Work task. When you have gone through the entries below, state how many lines include the word "blurred" and write nothing else.

Given records.
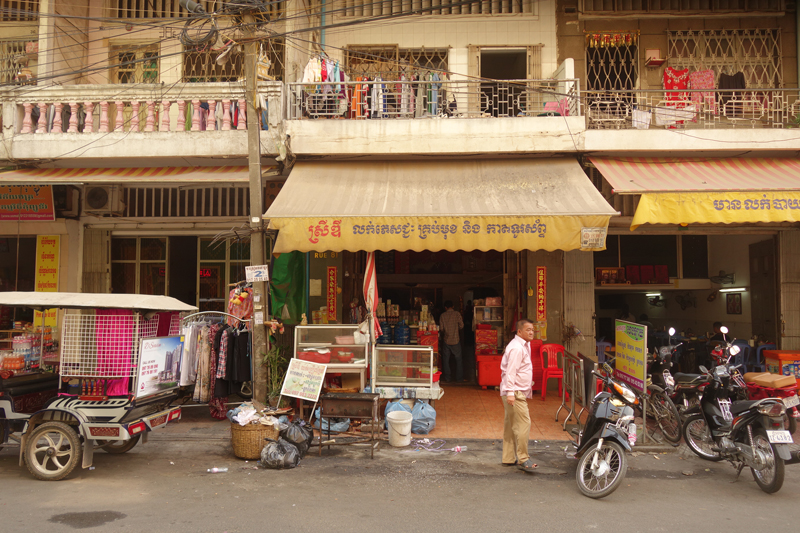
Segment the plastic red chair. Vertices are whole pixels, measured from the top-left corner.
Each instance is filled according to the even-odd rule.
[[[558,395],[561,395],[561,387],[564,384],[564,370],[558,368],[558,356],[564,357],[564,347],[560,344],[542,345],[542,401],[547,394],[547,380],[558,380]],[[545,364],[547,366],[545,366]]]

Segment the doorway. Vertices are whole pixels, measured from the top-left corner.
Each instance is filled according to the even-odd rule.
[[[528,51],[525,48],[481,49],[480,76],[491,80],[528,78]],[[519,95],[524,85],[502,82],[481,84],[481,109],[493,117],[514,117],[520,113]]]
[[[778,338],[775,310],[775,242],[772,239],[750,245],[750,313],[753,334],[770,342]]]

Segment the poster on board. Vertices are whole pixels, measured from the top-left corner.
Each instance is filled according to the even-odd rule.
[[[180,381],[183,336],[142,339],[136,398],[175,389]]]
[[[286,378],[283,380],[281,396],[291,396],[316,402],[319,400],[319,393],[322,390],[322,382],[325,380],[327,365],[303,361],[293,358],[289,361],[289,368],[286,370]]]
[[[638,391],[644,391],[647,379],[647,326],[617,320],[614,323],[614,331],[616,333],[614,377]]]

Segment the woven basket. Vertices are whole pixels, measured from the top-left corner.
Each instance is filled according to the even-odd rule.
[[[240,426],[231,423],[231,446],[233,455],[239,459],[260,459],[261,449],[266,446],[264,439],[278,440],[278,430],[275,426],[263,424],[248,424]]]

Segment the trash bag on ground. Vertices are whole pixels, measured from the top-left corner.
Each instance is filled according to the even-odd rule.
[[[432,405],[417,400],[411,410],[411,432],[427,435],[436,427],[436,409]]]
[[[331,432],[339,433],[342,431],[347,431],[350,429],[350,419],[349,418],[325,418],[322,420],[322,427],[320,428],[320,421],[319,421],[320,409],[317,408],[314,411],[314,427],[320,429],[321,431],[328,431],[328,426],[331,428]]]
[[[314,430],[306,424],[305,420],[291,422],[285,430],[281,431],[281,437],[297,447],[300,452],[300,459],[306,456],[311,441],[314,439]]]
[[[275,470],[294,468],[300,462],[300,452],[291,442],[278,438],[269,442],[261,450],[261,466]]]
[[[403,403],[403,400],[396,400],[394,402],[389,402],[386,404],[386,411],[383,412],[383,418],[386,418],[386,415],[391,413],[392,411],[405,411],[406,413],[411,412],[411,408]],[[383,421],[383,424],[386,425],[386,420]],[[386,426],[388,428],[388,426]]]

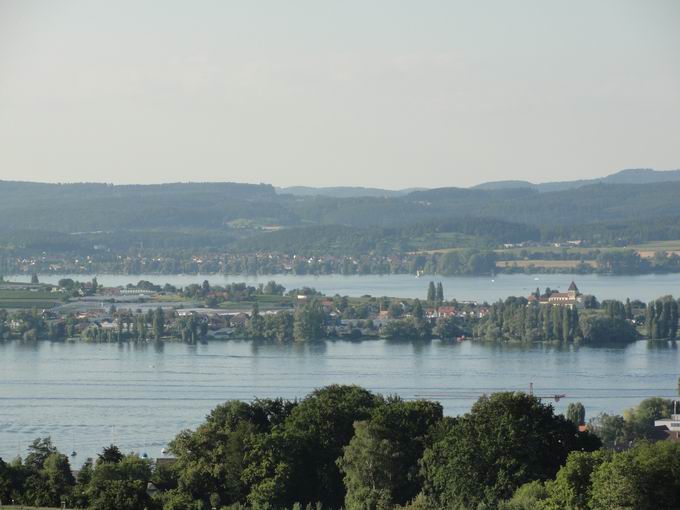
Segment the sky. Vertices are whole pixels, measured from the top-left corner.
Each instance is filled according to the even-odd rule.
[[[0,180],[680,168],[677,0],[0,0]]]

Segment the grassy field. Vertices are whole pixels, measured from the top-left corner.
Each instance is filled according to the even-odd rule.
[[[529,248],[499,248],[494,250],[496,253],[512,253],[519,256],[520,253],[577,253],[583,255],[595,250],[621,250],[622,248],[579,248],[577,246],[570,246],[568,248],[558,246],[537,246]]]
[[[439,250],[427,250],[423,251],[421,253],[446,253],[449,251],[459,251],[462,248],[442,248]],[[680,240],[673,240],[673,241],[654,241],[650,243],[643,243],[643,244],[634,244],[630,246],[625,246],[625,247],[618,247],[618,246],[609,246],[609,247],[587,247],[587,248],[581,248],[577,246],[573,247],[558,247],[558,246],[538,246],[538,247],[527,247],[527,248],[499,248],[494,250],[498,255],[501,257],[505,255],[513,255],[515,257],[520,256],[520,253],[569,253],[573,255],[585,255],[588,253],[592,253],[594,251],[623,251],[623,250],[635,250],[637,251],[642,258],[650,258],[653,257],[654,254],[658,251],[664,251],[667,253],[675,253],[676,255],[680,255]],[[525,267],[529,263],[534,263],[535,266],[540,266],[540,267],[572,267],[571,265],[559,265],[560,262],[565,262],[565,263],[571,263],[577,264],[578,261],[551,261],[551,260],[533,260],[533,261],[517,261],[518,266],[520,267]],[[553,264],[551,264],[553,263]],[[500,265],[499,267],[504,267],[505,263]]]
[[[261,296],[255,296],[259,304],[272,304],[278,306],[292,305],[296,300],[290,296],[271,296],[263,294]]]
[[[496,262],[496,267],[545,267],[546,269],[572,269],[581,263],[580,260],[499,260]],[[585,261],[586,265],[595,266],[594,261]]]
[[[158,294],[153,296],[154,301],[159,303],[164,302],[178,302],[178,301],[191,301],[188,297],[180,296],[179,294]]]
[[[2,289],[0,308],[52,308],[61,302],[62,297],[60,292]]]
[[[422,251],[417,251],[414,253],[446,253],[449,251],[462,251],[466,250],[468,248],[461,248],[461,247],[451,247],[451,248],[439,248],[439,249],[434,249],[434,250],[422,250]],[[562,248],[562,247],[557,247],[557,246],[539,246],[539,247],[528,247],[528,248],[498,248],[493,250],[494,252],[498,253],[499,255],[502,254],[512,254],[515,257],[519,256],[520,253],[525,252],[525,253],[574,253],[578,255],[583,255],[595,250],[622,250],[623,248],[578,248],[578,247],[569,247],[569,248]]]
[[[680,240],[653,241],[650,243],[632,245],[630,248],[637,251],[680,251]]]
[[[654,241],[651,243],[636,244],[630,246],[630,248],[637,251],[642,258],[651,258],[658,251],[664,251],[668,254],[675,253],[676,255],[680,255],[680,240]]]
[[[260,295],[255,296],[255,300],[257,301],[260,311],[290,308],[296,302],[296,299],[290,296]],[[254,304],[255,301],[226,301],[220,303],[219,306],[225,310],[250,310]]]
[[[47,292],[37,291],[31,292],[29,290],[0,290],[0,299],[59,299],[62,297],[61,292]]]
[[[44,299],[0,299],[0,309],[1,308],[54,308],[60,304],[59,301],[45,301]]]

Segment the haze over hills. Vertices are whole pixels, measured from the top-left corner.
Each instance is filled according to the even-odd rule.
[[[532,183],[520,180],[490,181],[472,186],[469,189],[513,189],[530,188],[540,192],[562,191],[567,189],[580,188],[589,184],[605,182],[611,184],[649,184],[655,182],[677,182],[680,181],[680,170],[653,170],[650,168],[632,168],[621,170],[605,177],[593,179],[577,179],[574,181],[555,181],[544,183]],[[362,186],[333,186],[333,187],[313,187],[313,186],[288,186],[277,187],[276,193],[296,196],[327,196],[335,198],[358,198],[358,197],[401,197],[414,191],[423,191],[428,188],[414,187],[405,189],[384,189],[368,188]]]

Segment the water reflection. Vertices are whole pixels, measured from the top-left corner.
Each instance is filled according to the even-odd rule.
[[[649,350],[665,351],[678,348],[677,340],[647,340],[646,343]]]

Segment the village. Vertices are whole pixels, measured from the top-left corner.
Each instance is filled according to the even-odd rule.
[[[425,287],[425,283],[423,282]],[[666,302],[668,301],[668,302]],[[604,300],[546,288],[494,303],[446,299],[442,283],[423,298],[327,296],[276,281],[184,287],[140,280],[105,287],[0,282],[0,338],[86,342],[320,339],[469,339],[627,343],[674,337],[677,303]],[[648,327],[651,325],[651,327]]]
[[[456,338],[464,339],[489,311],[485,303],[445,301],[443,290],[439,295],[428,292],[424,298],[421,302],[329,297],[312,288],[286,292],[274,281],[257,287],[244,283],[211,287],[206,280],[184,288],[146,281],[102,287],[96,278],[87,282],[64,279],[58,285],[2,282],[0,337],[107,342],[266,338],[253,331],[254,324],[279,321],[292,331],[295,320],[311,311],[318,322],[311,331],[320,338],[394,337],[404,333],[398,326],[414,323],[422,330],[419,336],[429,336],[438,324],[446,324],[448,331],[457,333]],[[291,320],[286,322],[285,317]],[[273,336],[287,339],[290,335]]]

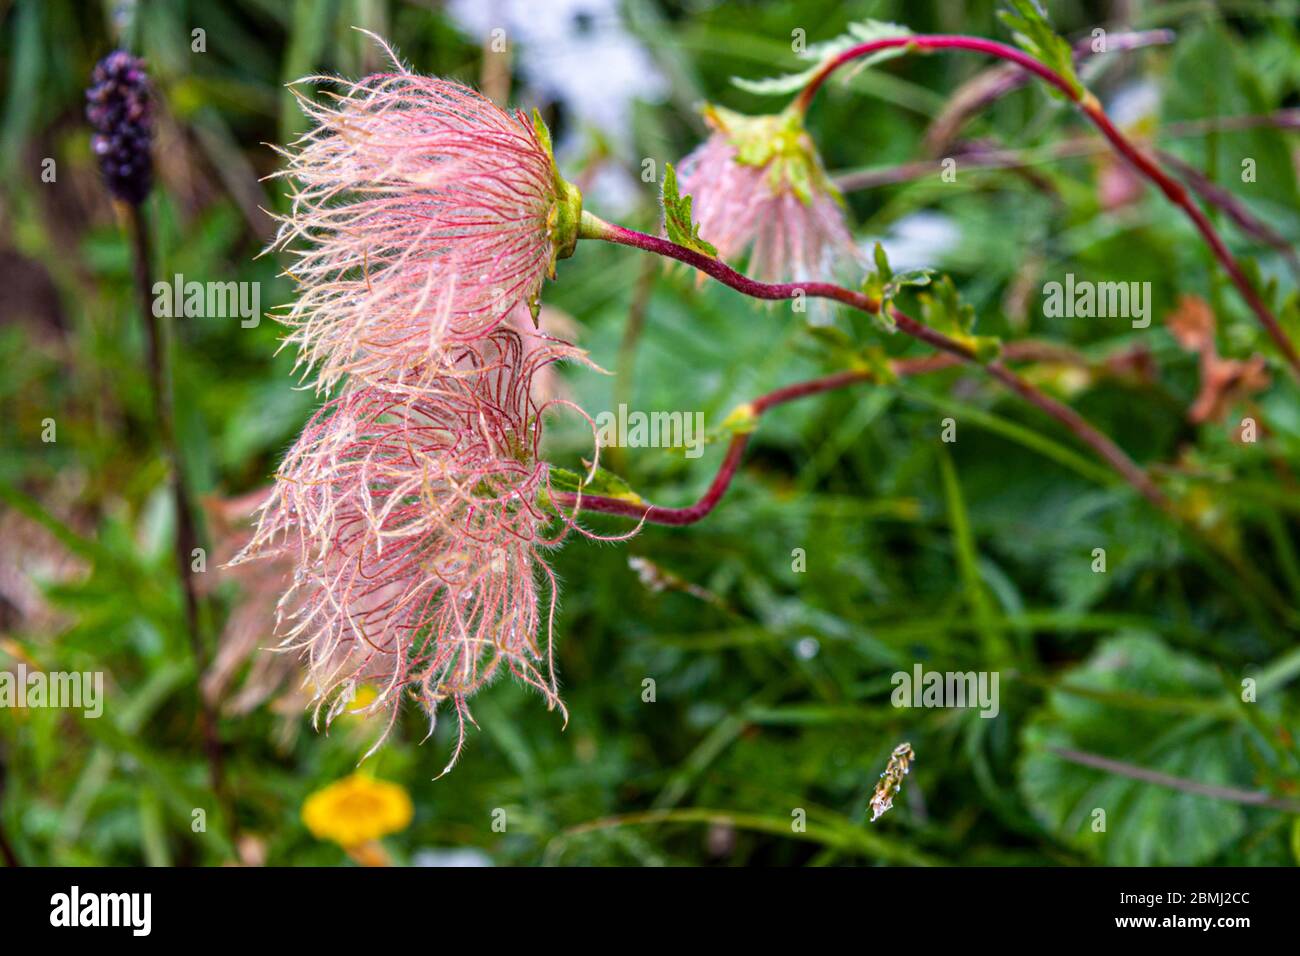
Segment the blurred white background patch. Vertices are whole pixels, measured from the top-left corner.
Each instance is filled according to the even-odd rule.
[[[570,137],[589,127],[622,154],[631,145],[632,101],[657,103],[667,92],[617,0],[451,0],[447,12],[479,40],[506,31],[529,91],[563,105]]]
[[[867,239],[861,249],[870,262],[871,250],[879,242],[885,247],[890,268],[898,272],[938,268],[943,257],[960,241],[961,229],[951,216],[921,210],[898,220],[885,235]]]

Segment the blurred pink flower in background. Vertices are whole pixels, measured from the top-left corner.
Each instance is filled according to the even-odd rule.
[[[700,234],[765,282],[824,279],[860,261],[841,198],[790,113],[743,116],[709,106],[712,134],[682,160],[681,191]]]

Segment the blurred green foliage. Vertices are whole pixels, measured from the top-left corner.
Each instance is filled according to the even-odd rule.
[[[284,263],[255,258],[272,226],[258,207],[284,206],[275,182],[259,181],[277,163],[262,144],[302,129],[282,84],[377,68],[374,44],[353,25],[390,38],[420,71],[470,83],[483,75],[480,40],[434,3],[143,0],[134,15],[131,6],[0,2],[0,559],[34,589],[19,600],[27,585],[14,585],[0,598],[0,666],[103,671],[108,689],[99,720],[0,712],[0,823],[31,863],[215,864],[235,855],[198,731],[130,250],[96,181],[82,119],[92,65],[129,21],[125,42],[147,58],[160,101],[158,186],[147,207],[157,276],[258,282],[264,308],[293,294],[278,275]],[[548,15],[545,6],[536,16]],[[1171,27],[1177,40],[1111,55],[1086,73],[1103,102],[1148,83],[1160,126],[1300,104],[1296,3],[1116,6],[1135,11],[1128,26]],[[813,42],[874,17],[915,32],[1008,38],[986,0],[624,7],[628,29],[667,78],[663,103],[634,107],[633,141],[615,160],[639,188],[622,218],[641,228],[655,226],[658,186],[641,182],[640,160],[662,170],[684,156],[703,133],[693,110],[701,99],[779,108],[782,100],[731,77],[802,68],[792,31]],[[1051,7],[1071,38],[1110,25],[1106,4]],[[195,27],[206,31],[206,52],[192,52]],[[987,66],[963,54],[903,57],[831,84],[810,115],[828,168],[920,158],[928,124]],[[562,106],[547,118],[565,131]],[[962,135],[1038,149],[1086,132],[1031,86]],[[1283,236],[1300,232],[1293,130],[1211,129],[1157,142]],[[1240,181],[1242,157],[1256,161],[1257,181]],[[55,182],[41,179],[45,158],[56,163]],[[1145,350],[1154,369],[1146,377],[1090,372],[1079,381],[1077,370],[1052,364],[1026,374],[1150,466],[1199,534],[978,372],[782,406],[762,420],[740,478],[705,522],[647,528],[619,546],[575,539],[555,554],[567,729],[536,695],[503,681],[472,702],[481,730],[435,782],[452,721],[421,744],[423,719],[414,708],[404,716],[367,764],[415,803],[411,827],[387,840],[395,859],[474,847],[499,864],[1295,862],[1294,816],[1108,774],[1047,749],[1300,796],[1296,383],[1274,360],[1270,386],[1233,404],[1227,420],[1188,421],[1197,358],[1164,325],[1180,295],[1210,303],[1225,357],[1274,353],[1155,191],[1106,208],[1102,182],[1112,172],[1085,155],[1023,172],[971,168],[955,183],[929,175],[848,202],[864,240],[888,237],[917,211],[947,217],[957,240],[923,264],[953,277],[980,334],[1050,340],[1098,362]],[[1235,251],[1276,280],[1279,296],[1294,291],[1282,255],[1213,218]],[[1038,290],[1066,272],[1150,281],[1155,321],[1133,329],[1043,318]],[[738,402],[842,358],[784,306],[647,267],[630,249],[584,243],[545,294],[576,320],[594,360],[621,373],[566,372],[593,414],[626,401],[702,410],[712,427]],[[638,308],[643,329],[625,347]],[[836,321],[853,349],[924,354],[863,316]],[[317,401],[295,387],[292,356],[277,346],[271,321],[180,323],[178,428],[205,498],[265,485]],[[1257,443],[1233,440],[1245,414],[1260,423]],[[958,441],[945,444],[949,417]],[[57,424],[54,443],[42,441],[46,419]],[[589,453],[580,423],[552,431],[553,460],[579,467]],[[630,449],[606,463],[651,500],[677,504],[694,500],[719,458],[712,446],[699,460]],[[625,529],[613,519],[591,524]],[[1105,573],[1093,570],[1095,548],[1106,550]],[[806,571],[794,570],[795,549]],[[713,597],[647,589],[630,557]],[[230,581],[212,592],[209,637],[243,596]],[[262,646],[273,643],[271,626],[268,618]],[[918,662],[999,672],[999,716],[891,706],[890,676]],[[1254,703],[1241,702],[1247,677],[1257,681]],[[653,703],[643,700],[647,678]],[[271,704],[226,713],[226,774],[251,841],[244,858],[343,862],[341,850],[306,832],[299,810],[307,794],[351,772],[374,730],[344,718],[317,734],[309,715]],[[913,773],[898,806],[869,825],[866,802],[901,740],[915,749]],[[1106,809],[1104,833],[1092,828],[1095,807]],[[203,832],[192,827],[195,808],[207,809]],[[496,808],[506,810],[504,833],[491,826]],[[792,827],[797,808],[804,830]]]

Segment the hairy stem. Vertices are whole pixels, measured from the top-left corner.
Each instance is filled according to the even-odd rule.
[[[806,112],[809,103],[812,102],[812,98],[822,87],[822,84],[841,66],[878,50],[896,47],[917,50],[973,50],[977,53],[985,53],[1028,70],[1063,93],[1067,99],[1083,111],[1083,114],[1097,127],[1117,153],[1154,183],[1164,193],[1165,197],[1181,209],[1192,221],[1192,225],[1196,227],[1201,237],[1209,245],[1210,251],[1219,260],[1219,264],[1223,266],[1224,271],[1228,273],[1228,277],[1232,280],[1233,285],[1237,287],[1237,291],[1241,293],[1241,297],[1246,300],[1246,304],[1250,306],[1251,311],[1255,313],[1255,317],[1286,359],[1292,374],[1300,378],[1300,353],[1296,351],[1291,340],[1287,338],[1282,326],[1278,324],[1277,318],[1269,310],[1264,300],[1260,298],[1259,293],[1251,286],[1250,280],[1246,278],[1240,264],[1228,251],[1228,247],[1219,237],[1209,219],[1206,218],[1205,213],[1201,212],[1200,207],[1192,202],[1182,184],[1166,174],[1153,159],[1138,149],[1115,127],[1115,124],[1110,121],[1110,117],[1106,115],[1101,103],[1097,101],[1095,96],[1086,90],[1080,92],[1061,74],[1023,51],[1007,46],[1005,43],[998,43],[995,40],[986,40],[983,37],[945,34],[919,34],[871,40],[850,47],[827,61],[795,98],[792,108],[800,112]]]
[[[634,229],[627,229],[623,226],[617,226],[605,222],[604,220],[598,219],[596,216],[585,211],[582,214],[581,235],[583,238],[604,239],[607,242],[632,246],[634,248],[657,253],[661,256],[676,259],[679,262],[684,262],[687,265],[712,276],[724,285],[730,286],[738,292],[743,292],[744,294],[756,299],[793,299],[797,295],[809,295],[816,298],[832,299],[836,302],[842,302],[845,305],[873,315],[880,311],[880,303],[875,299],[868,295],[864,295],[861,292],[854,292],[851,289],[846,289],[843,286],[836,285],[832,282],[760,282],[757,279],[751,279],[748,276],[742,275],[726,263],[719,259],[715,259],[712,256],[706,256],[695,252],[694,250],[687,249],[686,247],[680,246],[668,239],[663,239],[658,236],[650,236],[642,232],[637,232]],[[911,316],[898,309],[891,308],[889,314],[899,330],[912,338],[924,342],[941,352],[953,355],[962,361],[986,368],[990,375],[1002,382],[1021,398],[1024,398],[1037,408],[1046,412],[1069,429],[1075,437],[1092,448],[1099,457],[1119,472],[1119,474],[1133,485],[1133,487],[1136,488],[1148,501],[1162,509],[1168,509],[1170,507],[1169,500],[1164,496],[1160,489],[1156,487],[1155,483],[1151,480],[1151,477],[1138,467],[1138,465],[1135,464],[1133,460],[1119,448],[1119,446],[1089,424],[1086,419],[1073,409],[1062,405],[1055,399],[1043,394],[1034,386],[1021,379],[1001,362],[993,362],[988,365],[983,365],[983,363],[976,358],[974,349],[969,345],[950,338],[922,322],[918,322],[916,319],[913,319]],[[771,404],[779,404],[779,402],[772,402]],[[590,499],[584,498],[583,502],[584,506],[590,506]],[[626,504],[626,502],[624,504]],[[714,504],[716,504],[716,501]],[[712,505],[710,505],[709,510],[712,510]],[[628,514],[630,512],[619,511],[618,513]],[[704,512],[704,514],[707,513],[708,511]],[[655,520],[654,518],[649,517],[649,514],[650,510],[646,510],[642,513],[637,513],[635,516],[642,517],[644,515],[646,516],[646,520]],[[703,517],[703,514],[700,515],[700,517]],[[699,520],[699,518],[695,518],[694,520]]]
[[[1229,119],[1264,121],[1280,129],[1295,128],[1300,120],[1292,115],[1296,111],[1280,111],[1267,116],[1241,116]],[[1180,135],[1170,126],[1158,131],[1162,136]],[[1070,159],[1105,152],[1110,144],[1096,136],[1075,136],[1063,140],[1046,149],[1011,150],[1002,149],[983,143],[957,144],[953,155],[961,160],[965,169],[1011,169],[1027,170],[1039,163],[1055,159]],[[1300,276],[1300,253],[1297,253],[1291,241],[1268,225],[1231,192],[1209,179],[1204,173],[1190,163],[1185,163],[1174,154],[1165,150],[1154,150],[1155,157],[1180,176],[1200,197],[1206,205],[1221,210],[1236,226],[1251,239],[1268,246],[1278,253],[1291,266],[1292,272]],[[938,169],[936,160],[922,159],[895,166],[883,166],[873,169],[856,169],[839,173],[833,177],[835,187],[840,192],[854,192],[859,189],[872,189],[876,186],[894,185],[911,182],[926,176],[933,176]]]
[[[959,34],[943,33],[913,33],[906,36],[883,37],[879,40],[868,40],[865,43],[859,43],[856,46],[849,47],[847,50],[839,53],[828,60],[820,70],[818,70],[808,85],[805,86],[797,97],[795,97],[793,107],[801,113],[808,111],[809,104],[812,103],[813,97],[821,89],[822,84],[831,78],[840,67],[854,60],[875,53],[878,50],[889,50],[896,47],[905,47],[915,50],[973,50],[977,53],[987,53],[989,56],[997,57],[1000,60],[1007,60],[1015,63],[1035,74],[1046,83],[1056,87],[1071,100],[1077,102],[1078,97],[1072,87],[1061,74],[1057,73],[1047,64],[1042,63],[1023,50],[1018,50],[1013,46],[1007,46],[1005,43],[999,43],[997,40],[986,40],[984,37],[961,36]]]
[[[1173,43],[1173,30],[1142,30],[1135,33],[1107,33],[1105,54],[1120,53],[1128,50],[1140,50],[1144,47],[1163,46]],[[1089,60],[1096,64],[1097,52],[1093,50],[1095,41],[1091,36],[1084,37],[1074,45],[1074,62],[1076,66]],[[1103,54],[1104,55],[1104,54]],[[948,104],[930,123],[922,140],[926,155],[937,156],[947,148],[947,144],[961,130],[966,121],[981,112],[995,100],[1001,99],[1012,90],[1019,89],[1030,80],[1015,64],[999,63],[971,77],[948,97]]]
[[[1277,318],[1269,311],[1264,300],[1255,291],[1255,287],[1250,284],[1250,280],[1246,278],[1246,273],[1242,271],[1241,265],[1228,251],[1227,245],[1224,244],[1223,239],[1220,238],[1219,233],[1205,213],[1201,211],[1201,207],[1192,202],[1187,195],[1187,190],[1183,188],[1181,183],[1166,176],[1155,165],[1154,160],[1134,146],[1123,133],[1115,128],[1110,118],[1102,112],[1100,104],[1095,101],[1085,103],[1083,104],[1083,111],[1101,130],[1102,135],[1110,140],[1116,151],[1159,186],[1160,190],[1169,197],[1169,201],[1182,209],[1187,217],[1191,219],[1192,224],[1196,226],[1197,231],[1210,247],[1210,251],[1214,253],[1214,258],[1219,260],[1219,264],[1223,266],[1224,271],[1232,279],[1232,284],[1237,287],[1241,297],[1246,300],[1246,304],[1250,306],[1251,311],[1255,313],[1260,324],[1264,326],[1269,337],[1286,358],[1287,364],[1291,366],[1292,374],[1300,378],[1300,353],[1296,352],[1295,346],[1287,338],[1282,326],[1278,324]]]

Task response. 3